Could you return every item below word for word, with no changes?

——

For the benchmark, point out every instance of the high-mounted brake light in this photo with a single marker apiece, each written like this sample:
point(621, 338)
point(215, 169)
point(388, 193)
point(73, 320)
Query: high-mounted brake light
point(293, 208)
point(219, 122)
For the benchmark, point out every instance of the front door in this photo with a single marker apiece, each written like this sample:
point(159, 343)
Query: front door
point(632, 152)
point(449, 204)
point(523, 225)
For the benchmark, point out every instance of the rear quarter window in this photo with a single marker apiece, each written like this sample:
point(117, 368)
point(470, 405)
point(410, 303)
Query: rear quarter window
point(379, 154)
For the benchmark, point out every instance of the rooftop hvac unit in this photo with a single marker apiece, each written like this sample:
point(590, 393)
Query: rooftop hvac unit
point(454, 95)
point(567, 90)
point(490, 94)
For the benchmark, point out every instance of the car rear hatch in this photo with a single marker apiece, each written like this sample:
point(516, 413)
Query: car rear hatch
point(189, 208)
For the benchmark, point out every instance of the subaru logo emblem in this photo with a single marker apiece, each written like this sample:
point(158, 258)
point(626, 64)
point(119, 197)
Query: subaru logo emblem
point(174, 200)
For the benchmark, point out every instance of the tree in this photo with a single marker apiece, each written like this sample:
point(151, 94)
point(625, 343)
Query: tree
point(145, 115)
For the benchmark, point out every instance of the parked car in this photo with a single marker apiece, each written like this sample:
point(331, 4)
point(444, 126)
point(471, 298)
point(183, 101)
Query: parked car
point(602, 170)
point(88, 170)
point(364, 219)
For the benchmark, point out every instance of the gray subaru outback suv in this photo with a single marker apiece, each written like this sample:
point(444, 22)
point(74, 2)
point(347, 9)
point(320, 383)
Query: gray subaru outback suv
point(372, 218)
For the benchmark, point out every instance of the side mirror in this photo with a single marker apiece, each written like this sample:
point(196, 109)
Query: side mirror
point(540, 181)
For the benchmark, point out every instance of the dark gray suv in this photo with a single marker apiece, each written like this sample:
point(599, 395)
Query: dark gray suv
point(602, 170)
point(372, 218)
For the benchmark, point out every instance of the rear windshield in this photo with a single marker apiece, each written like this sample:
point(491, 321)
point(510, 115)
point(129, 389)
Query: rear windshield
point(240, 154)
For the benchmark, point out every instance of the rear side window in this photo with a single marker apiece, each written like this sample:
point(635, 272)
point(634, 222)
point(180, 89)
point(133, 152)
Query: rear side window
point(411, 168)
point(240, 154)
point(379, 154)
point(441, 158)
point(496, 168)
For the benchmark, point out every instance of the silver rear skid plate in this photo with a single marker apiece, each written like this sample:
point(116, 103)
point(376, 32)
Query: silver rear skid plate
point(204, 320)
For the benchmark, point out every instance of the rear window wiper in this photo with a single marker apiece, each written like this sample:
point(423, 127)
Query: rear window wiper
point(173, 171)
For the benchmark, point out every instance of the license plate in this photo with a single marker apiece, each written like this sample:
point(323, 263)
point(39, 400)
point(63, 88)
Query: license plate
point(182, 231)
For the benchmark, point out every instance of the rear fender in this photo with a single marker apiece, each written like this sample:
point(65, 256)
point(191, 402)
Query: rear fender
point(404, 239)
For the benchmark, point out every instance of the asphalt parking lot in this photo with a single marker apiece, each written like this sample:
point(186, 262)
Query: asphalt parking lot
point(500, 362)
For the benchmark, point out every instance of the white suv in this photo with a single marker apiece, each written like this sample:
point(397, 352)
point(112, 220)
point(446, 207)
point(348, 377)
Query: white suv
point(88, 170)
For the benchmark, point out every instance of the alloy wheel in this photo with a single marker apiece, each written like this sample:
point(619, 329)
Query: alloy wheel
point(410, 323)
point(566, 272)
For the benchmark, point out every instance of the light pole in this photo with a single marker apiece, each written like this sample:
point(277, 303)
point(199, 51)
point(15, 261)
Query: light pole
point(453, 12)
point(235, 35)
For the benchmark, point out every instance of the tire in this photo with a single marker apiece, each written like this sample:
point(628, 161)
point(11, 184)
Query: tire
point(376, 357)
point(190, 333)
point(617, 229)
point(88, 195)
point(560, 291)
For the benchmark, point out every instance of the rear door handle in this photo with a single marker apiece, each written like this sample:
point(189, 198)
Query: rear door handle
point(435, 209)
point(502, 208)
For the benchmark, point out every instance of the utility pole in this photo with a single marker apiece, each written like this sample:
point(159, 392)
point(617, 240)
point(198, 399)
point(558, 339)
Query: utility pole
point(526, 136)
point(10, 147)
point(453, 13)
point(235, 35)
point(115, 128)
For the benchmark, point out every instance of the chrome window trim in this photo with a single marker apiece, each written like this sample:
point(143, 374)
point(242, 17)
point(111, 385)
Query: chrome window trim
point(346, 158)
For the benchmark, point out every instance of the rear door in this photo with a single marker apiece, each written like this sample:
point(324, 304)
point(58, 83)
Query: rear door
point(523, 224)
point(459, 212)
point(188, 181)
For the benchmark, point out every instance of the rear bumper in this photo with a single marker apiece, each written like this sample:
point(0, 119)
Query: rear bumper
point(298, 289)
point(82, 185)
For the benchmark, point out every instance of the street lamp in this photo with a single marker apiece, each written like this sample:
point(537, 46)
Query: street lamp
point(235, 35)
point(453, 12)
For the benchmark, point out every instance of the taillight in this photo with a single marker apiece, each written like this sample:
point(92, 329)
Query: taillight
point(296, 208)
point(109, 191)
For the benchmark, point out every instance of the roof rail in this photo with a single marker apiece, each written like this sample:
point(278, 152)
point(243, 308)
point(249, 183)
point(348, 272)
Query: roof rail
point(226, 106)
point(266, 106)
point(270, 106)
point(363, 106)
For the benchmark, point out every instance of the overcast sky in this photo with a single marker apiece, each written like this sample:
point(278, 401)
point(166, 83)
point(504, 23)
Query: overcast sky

——

EXERCISE SOLUTION
For the benchmark, point out every instance of the high-mounted brake light in this photo with a single marker apiece, each written like this sample:
point(621, 338)
point(215, 169)
point(388, 193)
point(73, 320)
Query: high-mounted brake light
point(293, 208)
point(219, 122)
For the benchmark, point out every instance of the front door in this photo with a single marker apiece, each written like this sample:
point(159, 343)
Query: front door
point(632, 152)
point(449, 204)
point(523, 225)
For the benchmark, point out every instance of the rear quarter window in this photo with a single marker apiece, each written like this sample:
point(117, 368)
point(470, 405)
point(410, 303)
Query: rear quarter window
point(379, 154)
For the benchmark, point out every instance of the rooftop hvac unit in this photo with a single marker apiece, each written like this sample:
point(590, 393)
Query: rooftop hvac unit
point(454, 95)
point(567, 90)
point(490, 94)
For the benchmark, point out every instance of the car rear hatch in this photo with a single marker apiece, each written like this sample:
point(516, 413)
Query: car rear hatch
point(189, 208)
For the benchmark, point out every instance of the subaru logo emblem in this photo with a single marker apiece, each written like this sample:
point(158, 258)
point(626, 64)
point(119, 197)
Query: subaru logo emblem
point(174, 200)
For the benchmark, point out every instance of the tree in this photo with a single marker apiece, each written like this sample:
point(151, 94)
point(625, 343)
Query: tree
point(145, 115)
For the benchmark, point out every instance of the parked car in this photo with a single marker apiece, each written like this sample:
point(331, 4)
point(444, 126)
point(471, 298)
point(183, 101)
Query: parked car
point(602, 170)
point(88, 170)
point(364, 219)
For the benchmark, point out every instance of the gray subaru outback suv in this photo with a single marker apiece, each written like this sample:
point(444, 22)
point(74, 2)
point(347, 9)
point(320, 383)
Query: gray subaru outback suv
point(372, 218)
For the benchmark, point out every instance of the side mirror in this photo with a single marker apiece, each written like this sample:
point(196, 109)
Query: side mirror
point(540, 181)
For the benchmark, point out every instance of the dark gray suv in this photo with a single marker apiece, each written like this sample:
point(599, 395)
Query: dark gray suv
point(602, 170)
point(372, 218)
For the benchmark, point out every instance of the rear windshield in this photo with a single marker apiece, each written like this sample:
point(491, 321)
point(510, 115)
point(129, 389)
Query: rear windshield
point(240, 154)
For the benchmark, point out every instance of the rear side window in this photo with a single marker apiece, each written like this sample:
point(635, 272)
point(634, 222)
point(180, 89)
point(133, 152)
Query: rear side window
point(411, 168)
point(240, 154)
point(379, 154)
point(441, 158)
point(496, 168)
For the benchmark, point out every instance of the silver rear skid plate in this photo with a single marker apiece, each written like this sample:
point(116, 103)
point(376, 32)
Query: silver rear skid plate
point(204, 320)
For the benchmark, point out every instance of the rear window wiper in this photo with a single marker apiece, each written like this sample:
point(423, 127)
Query: rear window wiper
point(173, 171)
For the benchmark, point out every instance of the license plate in this photo with a single marker apiece, each written like this sample:
point(323, 263)
point(39, 400)
point(63, 88)
Query: license plate
point(182, 231)
For the benchmark, point out every instance of the rear fender in this photo with a single marker apiece, each written like this sample:
point(65, 256)
point(191, 402)
Query: rear fender
point(404, 239)
For the benchmark, point out every instance of the asphalt parking lot in this photo with a single marker apiece, each written like this sample:
point(186, 262)
Query: asphalt parking lot
point(500, 362)
For the benchmark, point out every instance of the white suv in this photo with a single marker apiece, each written like this sample:
point(397, 352)
point(112, 220)
point(446, 207)
point(348, 377)
Query: white suv
point(88, 170)
For the benchmark, point out every instance of the alloy wheel in this photo with a single marker apiece, each written like this sample:
point(619, 329)
Query: alloy wheel
point(410, 323)
point(566, 272)
For the benchmark, point out every instance of the light pole in this photo with a single marker apiece, each written like this sample:
point(277, 303)
point(199, 51)
point(15, 261)
Query: light pole
point(453, 12)
point(235, 35)
For the benchmark, point out every instance of the tire in this photo with a single marker apiece, each written like this sample:
point(628, 161)
point(11, 184)
Query: tire
point(376, 357)
point(190, 333)
point(617, 229)
point(88, 195)
point(560, 291)
For the benchmark, point out every instance of the rear door handle in this photo with a single marker apiece, each written like this sample:
point(189, 198)
Query: rear door handle
point(435, 209)
point(502, 208)
For the benchmark, point out every instance of the utility pole in this photo with a single marker apiece, each written like this sample:
point(159, 392)
point(617, 240)
point(198, 399)
point(558, 339)
Query: utility pole
point(526, 136)
point(10, 147)
point(453, 13)
point(235, 35)
point(115, 128)
For the benchmark, point out every instance of the chrome window trim in this photo with a single marker apiece, each written like this sample:
point(143, 374)
point(242, 17)
point(111, 385)
Query: chrome window trim
point(346, 158)
For the benchmark, point out every instance of the rear door in this photo with a single marker apiece, each written like this sample:
point(324, 304)
point(58, 83)
Query: rear door
point(523, 224)
point(459, 212)
point(188, 181)
For the benchmark, point out every instance of the rear bumper in this photo with a single marker apiece, each written like this sample:
point(0, 119)
Query: rear bumper
point(298, 289)
point(82, 185)
For the benchmark, point out every instance of the street lamp in this photo with a single marker apiece, each written like this sample:
point(537, 46)
Query: street lamp
point(235, 35)
point(453, 12)
For the benchmark, point out every instance of the taillight in this photo with a single marker apiece, each written like this sample:
point(92, 329)
Query: taillight
point(296, 208)
point(109, 191)
For the benchmark, point out every instance of the roof rail in this photo with a single marker apiece, each written like this sample:
point(278, 152)
point(243, 308)
point(249, 183)
point(348, 272)
Query: roof rail
point(226, 106)
point(266, 106)
point(270, 106)
point(363, 106)
For the benchmark, point out every instance of the overcast sky in this photo with a single marker apiece, each written like this sample:
point(278, 401)
point(166, 83)
point(504, 23)
Query: overcast sky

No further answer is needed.